- _Required work_: The result must match the data exactly, line for line.

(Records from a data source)
┌────────
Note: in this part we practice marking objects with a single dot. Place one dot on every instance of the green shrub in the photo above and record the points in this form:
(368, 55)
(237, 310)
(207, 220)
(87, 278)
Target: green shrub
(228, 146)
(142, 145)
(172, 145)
└────────
- _Answer to the exercise_:
Note: in this part we practice marking objects with a single dot. Place one dot on every instance of the green shrub in the photo above and record the points in this form:
(368, 55)
(237, 310)
(207, 220)
(87, 278)
Target: green shrub
(228, 146)
(142, 145)
(172, 145)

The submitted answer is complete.